But Lean is also a great complement to iterative approaches like Scrum. In this case, the goal of the lean mindset is in a way to optimise the iteration speed. Rather than having several features with long delivery time, focus on few features and short delivery time.

SAFe emphasises the lean mindset with concepts like the continuous delivery pipeline and value stream mapping. Besides presiding over the process, the RTE are also charged to improve the flow of value in the organisation.

The lean mindset isn’t as established as the iterative mindset. I find it interesting that SAFe integrates it and promotes it. We conducted a value stream mapping session at work, and it was very enlightening. Thinking in waiting time, inventory, waste does indeed work in the software world, too.

....

#### BRIEF 1:
Which two SAFe concepts does the text on the lean mindset name?

#### DATASET RECORDS:
....

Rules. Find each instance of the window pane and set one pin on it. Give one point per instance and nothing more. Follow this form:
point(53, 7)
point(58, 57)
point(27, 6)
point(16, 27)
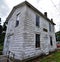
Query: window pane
point(17, 23)
point(37, 40)
point(51, 41)
point(37, 20)
point(49, 26)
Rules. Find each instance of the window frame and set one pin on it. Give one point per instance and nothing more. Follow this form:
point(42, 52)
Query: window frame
point(37, 43)
point(37, 21)
point(17, 19)
point(51, 42)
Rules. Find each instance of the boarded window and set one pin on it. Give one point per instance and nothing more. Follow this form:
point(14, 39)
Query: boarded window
point(37, 40)
point(51, 43)
point(37, 20)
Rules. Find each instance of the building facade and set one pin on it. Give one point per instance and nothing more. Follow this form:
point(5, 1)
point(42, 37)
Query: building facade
point(29, 32)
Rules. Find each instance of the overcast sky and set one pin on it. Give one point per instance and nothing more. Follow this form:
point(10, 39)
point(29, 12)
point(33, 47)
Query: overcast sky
point(50, 6)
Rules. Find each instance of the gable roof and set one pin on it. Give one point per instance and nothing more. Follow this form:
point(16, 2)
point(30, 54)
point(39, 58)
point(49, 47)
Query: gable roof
point(30, 6)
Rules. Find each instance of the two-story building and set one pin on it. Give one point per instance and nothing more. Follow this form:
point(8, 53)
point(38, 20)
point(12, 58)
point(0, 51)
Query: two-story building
point(29, 32)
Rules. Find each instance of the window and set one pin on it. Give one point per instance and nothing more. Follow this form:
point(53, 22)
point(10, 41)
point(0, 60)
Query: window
point(50, 27)
point(37, 40)
point(37, 20)
point(17, 20)
point(44, 29)
point(51, 41)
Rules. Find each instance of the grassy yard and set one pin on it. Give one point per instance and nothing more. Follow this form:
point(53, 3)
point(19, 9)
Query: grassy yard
point(54, 57)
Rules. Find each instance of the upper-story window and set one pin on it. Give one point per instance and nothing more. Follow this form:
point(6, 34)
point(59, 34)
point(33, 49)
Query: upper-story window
point(37, 41)
point(50, 27)
point(17, 19)
point(51, 43)
point(37, 20)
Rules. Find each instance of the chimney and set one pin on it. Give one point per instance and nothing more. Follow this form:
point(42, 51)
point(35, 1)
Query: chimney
point(51, 20)
point(45, 14)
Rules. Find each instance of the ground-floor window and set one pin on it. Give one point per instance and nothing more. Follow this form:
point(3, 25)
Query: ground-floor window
point(37, 40)
point(51, 43)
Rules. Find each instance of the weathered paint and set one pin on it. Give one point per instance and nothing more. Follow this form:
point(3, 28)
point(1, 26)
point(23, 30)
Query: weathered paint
point(22, 37)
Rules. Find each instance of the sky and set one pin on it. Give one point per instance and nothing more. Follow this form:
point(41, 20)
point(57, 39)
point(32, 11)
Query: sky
point(49, 6)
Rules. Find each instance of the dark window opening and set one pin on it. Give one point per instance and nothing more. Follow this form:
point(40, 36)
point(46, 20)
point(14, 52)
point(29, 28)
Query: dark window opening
point(17, 23)
point(37, 40)
point(51, 43)
point(50, 27)
point(45, 30)
point(37, 20)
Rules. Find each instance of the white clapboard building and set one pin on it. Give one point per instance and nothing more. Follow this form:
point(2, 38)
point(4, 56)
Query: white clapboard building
point(29, 32)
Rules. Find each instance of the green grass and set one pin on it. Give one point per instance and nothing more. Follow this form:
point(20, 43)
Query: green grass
point(54, 57)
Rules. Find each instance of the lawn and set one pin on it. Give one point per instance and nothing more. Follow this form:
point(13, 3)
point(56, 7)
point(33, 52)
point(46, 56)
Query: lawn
point(53, 57)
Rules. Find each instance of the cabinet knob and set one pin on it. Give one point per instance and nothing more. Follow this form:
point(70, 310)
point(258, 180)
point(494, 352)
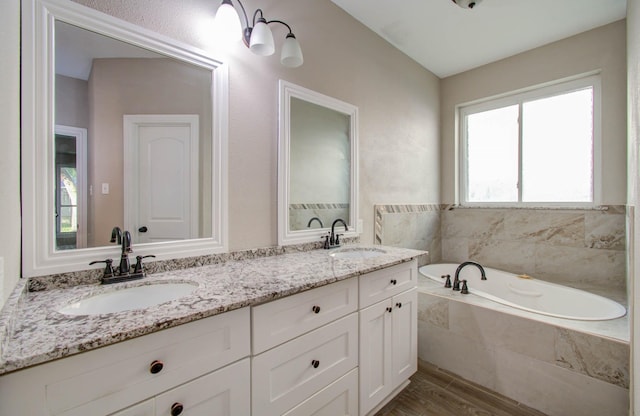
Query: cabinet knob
point(156, 366)
point(176, 409)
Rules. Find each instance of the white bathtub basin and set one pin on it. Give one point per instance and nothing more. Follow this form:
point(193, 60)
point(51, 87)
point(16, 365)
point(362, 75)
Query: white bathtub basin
point(356, 253)
point(126, 299)
point(530, 294)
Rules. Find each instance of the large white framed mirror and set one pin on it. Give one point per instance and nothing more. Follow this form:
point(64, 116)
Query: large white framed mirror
point(317, 165)
point(121, 127)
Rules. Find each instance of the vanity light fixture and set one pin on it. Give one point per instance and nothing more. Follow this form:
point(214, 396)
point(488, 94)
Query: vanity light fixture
point(467, 4)
point(257, 36)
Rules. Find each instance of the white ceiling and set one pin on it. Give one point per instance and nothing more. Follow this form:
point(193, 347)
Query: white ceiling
point(447, 39)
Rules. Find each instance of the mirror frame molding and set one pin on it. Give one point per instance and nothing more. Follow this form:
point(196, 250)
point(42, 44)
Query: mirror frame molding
point(39, 256)
point(288, 90)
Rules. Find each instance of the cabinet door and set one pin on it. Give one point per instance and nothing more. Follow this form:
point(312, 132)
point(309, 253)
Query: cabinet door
point(404, 337)
point(224, 392)
point(375, 354)
point(286, 375)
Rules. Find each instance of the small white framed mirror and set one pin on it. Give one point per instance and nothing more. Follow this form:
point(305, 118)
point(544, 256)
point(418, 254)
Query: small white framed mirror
point(317, 165)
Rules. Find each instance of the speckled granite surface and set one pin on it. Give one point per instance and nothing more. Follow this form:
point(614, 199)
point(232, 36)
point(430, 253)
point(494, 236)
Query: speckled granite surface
point(33, 332)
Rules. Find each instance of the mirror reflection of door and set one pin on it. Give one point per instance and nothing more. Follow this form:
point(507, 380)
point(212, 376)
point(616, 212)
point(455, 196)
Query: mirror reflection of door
point(161, 177)
point(70, 195)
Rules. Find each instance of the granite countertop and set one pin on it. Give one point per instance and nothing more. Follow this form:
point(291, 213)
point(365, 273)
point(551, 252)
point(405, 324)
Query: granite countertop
point(33, 332)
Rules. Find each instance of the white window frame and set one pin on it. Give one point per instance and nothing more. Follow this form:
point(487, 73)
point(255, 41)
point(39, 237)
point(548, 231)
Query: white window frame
point(518, 98)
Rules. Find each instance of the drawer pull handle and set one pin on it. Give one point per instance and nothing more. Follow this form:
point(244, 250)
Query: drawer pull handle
point(156, 367)
point(176, 409)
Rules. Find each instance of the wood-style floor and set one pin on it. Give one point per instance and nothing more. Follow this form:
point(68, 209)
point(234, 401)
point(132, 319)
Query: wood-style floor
point(436, 392)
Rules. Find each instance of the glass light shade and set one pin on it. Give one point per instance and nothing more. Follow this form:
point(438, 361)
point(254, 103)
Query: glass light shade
point(227, 22)
point(262, 39)
point(291, 52)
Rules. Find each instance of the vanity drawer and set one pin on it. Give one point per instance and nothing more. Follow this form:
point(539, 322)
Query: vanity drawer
point(283, 319)
point(338, 399)
point(107, 379)
point(382, 284)
point(286, 375)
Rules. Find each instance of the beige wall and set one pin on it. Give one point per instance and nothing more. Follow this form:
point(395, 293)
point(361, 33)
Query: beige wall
point(633, 219)
point(599, 49)
point(137, 86)
point(397, 99)
point(72, 102)
point(10, 155)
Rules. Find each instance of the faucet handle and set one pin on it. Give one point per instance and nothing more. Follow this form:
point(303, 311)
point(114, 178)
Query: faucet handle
point(465, 289)
point(108, 269)
point(447, 283)
point(138, 269)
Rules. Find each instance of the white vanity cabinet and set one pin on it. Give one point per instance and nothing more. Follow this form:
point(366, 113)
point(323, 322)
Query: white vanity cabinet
point(189, 365)
point(311, 364)
point(388, 333)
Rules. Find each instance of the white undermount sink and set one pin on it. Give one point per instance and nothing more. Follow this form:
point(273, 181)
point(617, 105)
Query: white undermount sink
point(130, 298)
point(356, 253)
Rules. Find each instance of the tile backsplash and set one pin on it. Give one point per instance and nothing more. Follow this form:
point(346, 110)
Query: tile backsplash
point(577, 247)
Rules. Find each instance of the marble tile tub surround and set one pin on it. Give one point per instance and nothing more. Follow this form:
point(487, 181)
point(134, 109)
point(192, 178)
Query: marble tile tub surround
point(584, 248)
point(33, 332)
point(579, 247)
point(552, 368)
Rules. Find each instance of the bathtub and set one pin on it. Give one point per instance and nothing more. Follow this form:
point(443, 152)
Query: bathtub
point(525, 293)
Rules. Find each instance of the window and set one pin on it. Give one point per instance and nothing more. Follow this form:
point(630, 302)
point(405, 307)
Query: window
point(540, 147)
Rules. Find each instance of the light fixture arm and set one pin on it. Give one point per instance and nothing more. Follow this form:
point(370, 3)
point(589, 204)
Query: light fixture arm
point(246, 31)
point(257, 36)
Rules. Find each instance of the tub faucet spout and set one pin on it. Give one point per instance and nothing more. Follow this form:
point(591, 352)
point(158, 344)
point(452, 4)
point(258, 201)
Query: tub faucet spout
point(456, 279)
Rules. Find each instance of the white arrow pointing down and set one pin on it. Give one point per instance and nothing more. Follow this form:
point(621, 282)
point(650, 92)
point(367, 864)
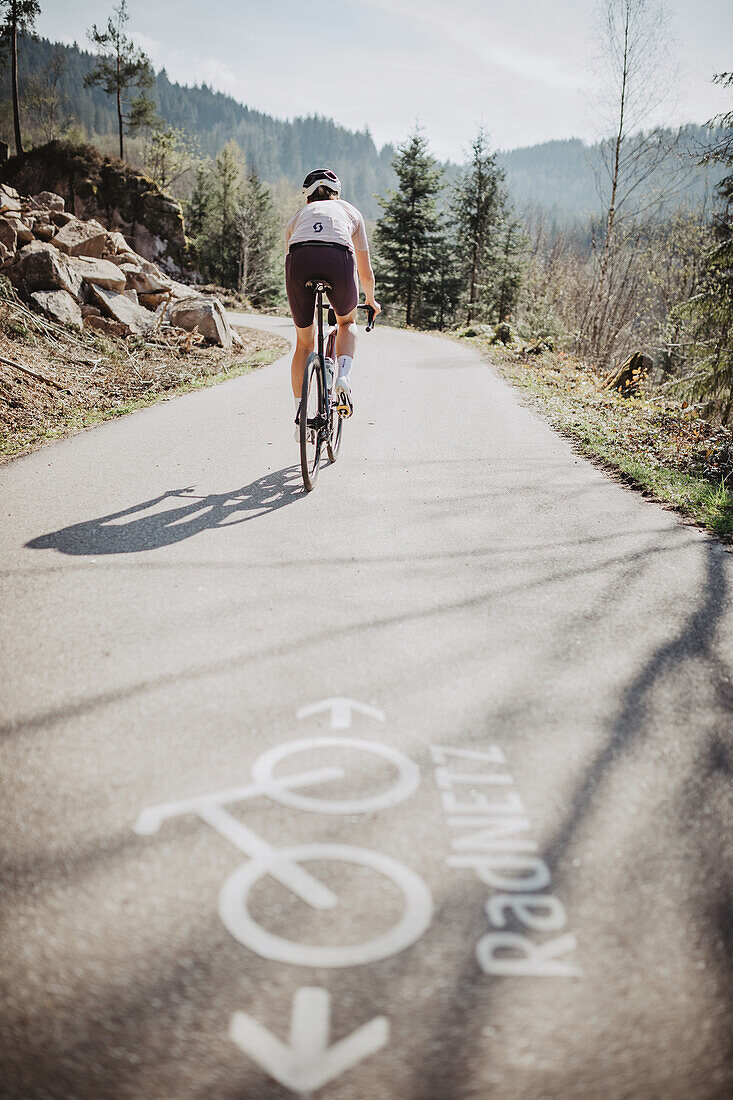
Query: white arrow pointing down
point(308, 1063)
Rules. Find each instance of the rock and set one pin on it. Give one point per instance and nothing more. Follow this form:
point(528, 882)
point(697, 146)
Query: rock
point(44, 267)
point(46, 200)
point(120, 244)
point(12, 270)
point(106, 326)
point(179, 290)
point(99, 272)
point(144, 282)
point(24, 233)
point(9, 199)
point(59, 306)
point(121, 309)
point(205, 315)
point(81, 238)
point(44, 230)
point(152, 300)
point(8, 234)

....

#### BRIEF 2:
Please write out, word for word, the records from the line with "Rules. Find each instance of the rock" up to and including the line with "point(9, 199)".

#### WRITTEN ANSWER 1:
The continuous delivery pipeline and value stream mapping.

#### WRITTEN ANSWER 2:
Rules. Find each instance of the rock and set one pin on it. Give one point per instance and nothing more. Follow this form:
point(528, 882)
point(697, 146)
Query: rock
point(44, 267)
point(46, 200)
point(120, 244)
point(12, 270)
point(106, 326)
point(179, 290)
point(99, 272)
point(144, 282)
point(24, 233)
point(9, 199)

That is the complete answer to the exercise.